Prompt: Present every line of the records below as a Markdown table with the columns Row and Line, numbering the rows in order and skipping blank lines. Leave the pictures out.

Record excerpts:
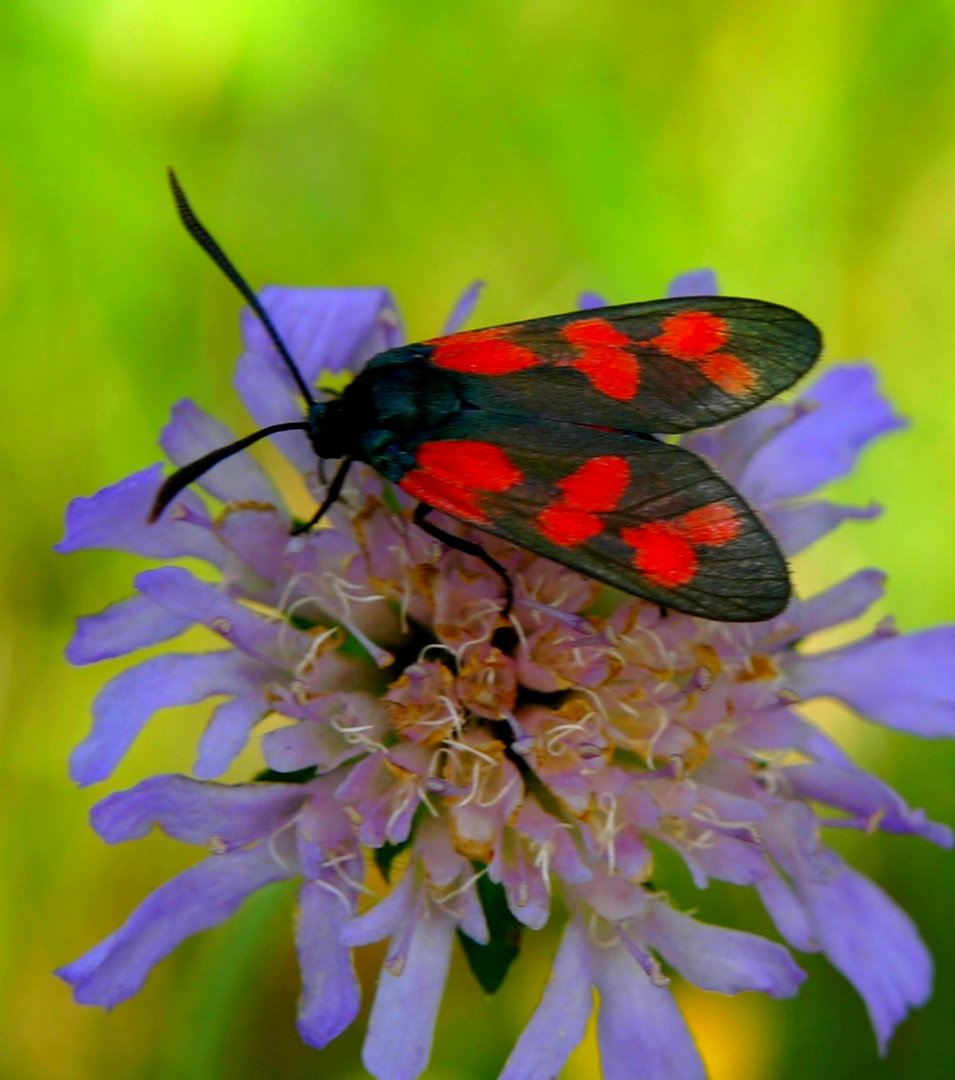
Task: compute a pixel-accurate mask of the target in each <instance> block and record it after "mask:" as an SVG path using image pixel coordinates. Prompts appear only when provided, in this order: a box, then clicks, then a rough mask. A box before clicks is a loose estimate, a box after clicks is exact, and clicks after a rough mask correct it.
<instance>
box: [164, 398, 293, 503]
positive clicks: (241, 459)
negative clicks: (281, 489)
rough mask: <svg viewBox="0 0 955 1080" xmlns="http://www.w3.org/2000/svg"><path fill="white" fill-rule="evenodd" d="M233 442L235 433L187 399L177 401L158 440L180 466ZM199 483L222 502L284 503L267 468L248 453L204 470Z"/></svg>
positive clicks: (171, 458)
mask: <svg viewBox="0 0 955 1080" xmlns="http://www.w3.org/2000/svg"><path fill="white" fill-rule="evenodd" d="M234 441H236V436H234V434H232V432H231V431H229V429H228V428H227V427H226V426H225V424H224V423H220V422H219V421H218V420H216V419H214V418H213V417H211V416H210V415H209V414H207V413H204V411H203V410H202V409H201V408H200V407H199V406H198V405H197V404H196V403H194V402H190V401H188V400H184V401H179V402H176V404H175V405H174V406H173V410H172V416H171V417H170V422H169V423H167V424H166V426H165V428H164V429H163V432H162V435H161V436H160V440H159V442H160V445H161V446H162V448H163V449H164V450H165V451H166V454H167V455H169V458H170V461H172V462H174V463H175V464H176V465H178V467H179V468H181V467H183V465H187V464H189V463H190V462H191V461H196V460H197V459H198V458H201V457H203V455H205V454H209V453H211V451H212V450H216V449H218V448H219V447H220V446H227V445H228V444H229V443H232V442H234ZM197 484H198V485H199V486H200V487H201V488H203V489H204V490H206V491H209V494H210V495H212V496H214V497H215V498H216V499H220V500H221V501H223V502H232V501H246V500H247V501H252V502H269V503H272V504H273V505H277V507H281V505H282V504H283V503H282V497H281V496H280V495H279V492H278V490H277V489H275V486H274V485H273V484H272V482H271V481H270V480H269V478H268V476H267V475H266V473H265V470H264V469H263V468H261V465H260V464H259V463H258V462H257V461H256V460H255V458H253V457H252V456H251V455H250V454H247V453H243V454H237V455H236V456H234V457H231V458H226V460H225V461H220V462H219V463H218V464H217V465H216V467H215V468H214V469H211V470H210V471H209V472H207V473H203V475H202V477H201V478H200V480H198V481H197Z"/></svg>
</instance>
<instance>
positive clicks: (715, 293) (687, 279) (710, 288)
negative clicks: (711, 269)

Written reply:
| Row | Line |
|---|---|
| 1 | Task: compute a pixel-accurate mask of the target in each <instance> block and record it after "mask:" as an SVG path using image pixel coordinates. Prompts appear only when provided, in this order: a box, then clicks, then a rough mask. A box before clicks is a loose estimate, a box after clicks is exact, and clicks after a rough mask correct it. |
| 2 | <instance> |
| 3 | box: [164, 398, 293, 503] |
| 4 | positive clicks: (241, 459) |
| 5 | negative clicks: (281, 489) |
| 6 | rough mask: <svg viewBox="0 0 955 1080" xmlns="http://www.w3.org/2000/svg"><path fill="white" fill-rule="evenodd" d="M233 442L235 433L187 399L177 401L158 440L180 466ZM199 483L222 502L284 503L267 468L248 453L204 470Z"/></svg> |
| 7 | positive clicks: (171, 458) |
| 8 | mask: <svg viewBox="0 0 955 1080" xmlns="http://www.w3.org/2000/svg"><path fill="white" fill-rule="evenodd" d="M234 441H236V436H234V434H232V432H231V431H229V429H228V428H227V427H226V426H225V424H224V423H220V422H219V421H218V420H216V419H214V418H213V417H211V416H210V415H209V414H207V413H204V411H203V410H202V409H201V408H200V407H199V406H198V405H197V404H196V403H194V402H190V401H188V400H184V401H179V402H176V404H175V405H174V406H173V410H172V416H171V417H170V422H169V423H167V424H166V426H165V428H164V429H163V432H162V435H161V436H160V440H159V442H160V445H161V446H162V448H163V449H164V450H165V451H166V454H167V455H169V458H170V461H172V462H174V463H175V464H176V465H178V467H179V468H181V467H183V465H187V464H189V463H190V462H191V461H196V460H197V459H198V458H201V457H203V455H205V454H209V453H211V451H212V450H216V449H218V448H219V447H220V446H227V445H228V444H229V443H232V442H234ZM197 484H198V485H199V486H200V487H201V488H203V489H204V490H206V491H209V494H210V495H212V496H214V497H215V498H216V499H220V500H221V501H223V502H232V501H246V500H247V501H252V502H269V503H272V504H273V505H277V507H281V505H282V504H283V503H282V497H281V496H280V495H279V492H278V490H277V489H275V486H274V485H273V484H272V482H271V481H270V480H269V478H268V476H267V475H266V473H265V470H264V469H263V468H261V465H260V464H259V463H258V462H257V461H256V460H255V458H253V457H252V456H251V455H250V454H247V453H243V454H237V455H236V456H234V457H231V458H226V460H225V461H220V462H219V463H218V464H217V465H216V467H215V468H214V469H211V470H210V471H209V472H207V473H203V475H202V477H201V478H200V480H198V481H197Z"/></svg> |
| 9 | </instance> |
| 10 | <instance> |
| 11 | positive clicks: (715, 293) (687, 279) (710, 288) |
| 12 | negative clicks: (711, 269) |